Sta di fatto che se non é tuo ed é concesso a writer/s non vedo perché no. Non ti piace? Va benissimo. Che non c'entri nulla peró in assoluto non lo puoi dire. 

A biri. Anche avessi ragione e mettiamo che ce l'hai non é che devono fare un referendum per chiedere a te se vuoi concedere il treno. Non é che per ripitturare di un colore che a biri non piace un muro del qurinale lo devono prima chiedere a biri


----------



## free (12 Maggio 2014)

biri ha detto:


> adesso ti dirà che sei qualunquista :mrgreen:



è una delle mie tante qualità


----------



## Tubarao (12 Maggio 2014)

Sui muri di certi obbrobri architettonici romani certe opere tipo quelli di Banksy ci starebbero benissimo però.


----------



## birba (12 Maggio 2014)

@lex ha detto:


> Sta di fatto che se non é tuo ed é concesso a writer/s non vedo perché no. Non ti piace? Va benissimo. Che non c'entri nulla peró in assoluto non lo puoi dire.
> 
> A biri. Anche avessi ragione e mettiamo che ce l'hai non é che devono fare un referendum per chiedere a te se vuoi concedere il treno. Non é che per ripitturare di un colore che a biri non piace un muro del qurinale lo devono prima chiedere a biri


alex, ma che stai dicendo? imbrattare treni, case,  muri, ecc...
nn è proprio legale, chi lo fa commette un reato
magari nn grave, ma nn è che lo fa perchè gli viene commissionato da qualcuno
nn devono chiedere a me se mi sta bene perchè lo dice già la legge che nn va bene


----------



## birba (12 Maggio 2014)

free ha detto:


> è una delle mie tante qualità


:mrgreen:


----------



## free (12 Maggio 2014)

@lex ha detto:


> Sta di fatto che se non é tuo ed é concesso a writer/s non vedo perché no. Non ti piace? Va benissimo. Che non c'entri nulla peró in assoluto non lo puoi dire.
> 
> A biri. Anche avessi ragione e mettiamo che ce l'hai non é che devono fare un referendum per chiedere a te se vuoi concedere il treno. Non é che per ripitturare di un colore che a biri non piace un muro del qurinale lo devono prima chiedere a biri



e chi può dire invece che c'entra? chi può dire che un murales è bello? non se ne esce

se invece l'intento è di dare spazi sfigati ai writers perchè così nessuno dice nulla e soprattutto non vanno a dipingere altrove, allora è un altro discorso


----------



## birba (12 Maggio 2014)

Tubarao ha detto:


> Sui muri di certi obbrobri architettonici romani certe opere tipo quelli di Banksy ci starebbero benissimo però.


certi obbrobri architettonici dopo sarebbero solo obbrobri imbrattati


----------



## Tubarao (12 Maggio 2014)

■ **Da svolgere**:
Nella discussione sui graffiti, su quali muri Tubarao dice che opere come quelle di Banksy starebbero benissimo?

■ **Materiale estratto**:
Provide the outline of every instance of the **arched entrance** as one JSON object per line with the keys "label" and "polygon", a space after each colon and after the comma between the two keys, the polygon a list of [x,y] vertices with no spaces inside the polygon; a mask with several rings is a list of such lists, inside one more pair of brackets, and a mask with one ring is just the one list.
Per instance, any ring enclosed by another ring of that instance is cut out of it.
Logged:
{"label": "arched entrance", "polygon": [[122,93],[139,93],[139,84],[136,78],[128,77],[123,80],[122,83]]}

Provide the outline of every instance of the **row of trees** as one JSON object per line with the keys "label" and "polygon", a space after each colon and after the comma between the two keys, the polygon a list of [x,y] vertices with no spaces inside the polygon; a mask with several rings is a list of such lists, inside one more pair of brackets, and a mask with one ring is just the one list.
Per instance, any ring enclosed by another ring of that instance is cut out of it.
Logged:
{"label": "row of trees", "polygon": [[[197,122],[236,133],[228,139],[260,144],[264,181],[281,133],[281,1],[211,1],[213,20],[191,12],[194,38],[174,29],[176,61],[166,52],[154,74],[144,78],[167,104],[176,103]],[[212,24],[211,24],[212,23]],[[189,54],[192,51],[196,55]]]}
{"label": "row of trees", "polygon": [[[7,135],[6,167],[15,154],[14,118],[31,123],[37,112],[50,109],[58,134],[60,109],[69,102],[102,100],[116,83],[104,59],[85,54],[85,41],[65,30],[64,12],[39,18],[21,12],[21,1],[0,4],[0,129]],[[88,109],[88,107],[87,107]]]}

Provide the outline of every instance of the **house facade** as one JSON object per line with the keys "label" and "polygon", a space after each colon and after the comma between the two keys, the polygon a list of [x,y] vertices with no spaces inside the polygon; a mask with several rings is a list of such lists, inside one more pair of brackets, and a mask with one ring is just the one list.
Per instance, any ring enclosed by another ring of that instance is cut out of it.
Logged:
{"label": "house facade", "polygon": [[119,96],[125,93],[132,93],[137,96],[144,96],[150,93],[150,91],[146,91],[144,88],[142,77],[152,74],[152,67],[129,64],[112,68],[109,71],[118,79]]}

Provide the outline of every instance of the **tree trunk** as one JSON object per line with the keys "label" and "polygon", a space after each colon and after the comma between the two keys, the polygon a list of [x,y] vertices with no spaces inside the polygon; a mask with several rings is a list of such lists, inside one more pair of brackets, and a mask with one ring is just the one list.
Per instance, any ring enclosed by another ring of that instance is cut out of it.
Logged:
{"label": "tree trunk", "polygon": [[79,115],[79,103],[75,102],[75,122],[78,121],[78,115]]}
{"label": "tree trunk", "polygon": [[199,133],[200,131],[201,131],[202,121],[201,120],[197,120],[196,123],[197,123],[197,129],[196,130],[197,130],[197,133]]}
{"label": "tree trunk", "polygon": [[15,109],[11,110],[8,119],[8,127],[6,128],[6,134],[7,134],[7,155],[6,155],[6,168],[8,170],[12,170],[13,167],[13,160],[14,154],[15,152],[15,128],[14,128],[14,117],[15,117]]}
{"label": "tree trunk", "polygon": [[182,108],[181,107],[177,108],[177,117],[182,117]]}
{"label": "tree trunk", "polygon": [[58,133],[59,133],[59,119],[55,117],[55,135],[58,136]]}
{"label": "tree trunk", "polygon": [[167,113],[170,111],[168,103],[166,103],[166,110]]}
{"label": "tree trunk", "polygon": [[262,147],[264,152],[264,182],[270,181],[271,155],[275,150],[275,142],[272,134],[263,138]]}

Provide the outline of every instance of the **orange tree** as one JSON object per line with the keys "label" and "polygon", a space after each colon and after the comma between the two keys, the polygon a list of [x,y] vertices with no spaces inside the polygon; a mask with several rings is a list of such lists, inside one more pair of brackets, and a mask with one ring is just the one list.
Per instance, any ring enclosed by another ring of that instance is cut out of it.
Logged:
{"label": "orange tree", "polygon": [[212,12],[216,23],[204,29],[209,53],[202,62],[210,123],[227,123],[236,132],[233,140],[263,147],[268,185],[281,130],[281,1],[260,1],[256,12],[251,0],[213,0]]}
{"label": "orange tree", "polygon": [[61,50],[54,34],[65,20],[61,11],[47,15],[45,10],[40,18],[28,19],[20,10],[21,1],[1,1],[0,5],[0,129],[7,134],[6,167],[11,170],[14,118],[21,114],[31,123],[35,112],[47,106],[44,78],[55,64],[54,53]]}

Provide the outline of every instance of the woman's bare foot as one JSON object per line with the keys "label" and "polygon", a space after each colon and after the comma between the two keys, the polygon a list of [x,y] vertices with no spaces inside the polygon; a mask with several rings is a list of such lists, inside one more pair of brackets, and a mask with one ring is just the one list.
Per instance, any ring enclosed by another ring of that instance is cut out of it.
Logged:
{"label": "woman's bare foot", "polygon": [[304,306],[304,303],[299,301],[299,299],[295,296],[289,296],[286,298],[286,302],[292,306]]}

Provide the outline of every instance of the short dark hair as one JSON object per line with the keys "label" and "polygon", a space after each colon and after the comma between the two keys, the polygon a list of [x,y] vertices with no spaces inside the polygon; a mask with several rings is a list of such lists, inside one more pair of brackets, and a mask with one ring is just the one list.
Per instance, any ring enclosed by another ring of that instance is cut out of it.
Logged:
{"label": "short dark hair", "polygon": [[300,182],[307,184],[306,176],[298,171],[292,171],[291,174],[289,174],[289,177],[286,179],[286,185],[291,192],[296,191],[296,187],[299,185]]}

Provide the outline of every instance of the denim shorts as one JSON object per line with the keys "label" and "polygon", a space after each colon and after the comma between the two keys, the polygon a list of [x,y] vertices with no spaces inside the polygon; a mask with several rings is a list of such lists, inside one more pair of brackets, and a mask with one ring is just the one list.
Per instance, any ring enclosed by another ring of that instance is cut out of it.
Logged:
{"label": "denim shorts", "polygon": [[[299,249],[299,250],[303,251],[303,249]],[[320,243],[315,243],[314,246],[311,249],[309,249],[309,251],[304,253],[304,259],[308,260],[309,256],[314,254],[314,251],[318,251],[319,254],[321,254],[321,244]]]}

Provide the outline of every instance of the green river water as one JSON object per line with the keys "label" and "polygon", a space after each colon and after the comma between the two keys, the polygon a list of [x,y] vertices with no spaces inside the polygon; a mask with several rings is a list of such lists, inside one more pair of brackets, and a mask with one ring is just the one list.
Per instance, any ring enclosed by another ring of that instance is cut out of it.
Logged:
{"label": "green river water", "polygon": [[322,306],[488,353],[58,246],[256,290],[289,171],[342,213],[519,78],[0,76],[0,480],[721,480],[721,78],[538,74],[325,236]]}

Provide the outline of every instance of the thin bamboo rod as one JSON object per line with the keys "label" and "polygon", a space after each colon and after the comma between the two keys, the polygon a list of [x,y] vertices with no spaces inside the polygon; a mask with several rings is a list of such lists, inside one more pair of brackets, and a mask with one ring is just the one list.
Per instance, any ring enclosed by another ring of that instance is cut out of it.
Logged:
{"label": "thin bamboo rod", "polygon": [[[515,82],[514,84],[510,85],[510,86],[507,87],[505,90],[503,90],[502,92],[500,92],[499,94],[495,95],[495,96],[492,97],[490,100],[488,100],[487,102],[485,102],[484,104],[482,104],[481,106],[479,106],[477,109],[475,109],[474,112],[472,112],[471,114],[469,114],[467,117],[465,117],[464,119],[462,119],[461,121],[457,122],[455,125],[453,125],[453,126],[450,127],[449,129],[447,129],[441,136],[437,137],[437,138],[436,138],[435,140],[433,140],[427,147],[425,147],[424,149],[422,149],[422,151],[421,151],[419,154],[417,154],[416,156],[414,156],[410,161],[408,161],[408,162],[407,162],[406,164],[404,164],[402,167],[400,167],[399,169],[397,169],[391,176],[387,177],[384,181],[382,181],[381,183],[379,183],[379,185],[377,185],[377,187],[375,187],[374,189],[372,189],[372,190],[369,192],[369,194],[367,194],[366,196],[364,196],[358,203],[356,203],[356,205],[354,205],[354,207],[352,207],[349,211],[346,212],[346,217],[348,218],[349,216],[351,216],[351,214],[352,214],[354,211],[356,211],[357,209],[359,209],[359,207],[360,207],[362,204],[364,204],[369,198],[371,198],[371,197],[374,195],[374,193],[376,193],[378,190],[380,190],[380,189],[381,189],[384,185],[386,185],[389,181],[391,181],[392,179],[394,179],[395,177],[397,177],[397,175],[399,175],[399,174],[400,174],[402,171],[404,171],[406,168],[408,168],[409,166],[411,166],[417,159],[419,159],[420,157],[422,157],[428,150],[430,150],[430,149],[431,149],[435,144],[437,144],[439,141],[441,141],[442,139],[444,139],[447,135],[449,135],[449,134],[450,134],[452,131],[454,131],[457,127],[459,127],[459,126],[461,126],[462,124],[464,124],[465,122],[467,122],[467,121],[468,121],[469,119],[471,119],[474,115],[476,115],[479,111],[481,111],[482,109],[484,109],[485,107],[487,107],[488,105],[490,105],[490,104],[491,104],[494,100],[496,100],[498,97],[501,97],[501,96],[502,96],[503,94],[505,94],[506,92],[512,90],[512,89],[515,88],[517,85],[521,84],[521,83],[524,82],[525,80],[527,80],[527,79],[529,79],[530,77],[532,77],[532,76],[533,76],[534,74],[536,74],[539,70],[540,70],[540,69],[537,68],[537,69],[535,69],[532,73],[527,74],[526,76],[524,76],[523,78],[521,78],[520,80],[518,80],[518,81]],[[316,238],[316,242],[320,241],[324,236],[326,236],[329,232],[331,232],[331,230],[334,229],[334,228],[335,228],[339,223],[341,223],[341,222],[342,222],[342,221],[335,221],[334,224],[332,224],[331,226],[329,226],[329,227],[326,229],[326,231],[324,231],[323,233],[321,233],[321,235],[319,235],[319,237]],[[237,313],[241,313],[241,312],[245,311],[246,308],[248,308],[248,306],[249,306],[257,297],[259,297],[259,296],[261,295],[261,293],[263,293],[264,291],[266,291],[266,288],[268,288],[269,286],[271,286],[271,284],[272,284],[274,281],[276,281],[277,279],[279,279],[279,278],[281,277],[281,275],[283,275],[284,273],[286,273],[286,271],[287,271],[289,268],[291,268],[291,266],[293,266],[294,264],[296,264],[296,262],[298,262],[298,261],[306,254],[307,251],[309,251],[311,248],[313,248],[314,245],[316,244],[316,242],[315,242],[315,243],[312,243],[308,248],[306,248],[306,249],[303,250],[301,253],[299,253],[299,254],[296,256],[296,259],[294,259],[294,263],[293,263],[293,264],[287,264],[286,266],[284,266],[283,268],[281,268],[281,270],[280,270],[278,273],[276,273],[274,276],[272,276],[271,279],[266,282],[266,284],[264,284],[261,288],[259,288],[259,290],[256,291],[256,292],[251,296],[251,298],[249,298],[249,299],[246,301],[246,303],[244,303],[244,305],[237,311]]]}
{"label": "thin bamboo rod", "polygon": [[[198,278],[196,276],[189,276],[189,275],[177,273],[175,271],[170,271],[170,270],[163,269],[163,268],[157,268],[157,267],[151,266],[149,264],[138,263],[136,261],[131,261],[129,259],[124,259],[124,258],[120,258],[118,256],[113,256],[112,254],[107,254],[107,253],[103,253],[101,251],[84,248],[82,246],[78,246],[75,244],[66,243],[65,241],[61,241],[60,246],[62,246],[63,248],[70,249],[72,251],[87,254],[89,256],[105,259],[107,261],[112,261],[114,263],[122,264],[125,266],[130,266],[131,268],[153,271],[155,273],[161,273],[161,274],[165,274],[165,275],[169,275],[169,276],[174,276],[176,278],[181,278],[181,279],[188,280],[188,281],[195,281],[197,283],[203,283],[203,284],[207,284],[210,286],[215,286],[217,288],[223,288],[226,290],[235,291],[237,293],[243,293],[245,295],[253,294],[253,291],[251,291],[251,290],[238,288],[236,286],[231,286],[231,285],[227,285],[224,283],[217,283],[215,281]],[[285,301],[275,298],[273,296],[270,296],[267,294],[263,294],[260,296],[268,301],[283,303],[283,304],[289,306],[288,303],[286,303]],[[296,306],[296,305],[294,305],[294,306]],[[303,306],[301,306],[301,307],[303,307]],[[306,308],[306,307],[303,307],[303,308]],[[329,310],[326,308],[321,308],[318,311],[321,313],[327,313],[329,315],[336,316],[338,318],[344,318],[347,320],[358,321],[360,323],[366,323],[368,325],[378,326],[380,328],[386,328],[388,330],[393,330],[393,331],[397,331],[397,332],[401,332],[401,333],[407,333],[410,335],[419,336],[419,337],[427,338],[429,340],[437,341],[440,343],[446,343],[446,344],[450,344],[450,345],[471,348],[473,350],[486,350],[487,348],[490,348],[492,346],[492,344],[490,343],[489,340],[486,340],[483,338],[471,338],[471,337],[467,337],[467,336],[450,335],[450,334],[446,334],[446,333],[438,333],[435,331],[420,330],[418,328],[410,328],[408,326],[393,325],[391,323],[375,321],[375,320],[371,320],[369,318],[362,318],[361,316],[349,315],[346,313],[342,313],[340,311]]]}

■ **Soluzione**:
Sui muri di certi obbrobri architettonici romani.